_TO DO_. Return each line of the records below in which the string "pasta" turns up.

BEGIN

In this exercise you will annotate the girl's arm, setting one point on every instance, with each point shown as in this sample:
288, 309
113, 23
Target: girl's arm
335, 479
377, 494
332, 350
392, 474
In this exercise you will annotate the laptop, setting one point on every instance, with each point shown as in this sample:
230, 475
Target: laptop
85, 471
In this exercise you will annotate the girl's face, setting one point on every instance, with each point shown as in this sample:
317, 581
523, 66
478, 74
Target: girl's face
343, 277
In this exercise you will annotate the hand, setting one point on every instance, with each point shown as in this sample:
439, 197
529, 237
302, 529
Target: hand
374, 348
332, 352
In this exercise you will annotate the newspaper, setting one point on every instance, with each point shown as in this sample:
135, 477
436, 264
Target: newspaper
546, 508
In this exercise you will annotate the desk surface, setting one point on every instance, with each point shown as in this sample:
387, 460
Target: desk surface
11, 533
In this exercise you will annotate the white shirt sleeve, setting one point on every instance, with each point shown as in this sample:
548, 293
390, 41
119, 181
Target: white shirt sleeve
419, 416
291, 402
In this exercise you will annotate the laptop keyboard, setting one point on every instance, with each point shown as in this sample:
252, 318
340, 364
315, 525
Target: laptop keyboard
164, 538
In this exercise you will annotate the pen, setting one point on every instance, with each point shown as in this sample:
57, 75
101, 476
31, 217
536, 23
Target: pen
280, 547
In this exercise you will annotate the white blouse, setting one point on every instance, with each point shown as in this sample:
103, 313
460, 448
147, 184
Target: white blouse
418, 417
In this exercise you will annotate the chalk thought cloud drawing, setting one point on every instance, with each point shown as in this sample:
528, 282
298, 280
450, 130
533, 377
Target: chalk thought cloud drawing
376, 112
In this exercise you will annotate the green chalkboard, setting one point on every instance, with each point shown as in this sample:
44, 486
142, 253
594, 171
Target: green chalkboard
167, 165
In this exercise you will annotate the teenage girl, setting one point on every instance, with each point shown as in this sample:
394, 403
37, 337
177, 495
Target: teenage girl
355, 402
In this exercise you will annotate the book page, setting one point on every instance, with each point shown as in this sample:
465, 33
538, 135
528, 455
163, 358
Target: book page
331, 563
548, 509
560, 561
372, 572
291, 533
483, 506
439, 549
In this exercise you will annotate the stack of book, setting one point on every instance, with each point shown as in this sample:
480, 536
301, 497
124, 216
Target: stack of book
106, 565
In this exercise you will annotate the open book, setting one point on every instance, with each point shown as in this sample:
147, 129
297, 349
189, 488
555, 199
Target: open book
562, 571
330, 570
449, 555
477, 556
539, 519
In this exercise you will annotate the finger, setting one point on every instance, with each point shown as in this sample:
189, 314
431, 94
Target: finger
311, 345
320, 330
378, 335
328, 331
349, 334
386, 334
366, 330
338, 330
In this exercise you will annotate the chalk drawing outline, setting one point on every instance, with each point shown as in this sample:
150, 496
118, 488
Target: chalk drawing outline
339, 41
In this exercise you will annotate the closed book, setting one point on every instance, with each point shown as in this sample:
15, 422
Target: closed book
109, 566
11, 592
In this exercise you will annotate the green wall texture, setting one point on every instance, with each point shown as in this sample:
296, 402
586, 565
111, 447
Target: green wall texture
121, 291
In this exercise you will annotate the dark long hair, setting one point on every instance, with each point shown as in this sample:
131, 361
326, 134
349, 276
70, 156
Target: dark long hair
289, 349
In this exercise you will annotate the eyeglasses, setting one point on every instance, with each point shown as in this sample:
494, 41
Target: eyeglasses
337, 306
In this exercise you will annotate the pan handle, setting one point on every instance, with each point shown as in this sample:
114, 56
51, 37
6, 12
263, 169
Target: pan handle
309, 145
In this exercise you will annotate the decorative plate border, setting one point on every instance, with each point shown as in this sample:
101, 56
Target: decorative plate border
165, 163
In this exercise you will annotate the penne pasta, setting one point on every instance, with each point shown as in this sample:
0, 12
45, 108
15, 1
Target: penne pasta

END

_TASK RESULT_.
In this exercise you will annotate the penne pasta, setting one point on every instance, with each point shown as in this sample:
Target: penne pasta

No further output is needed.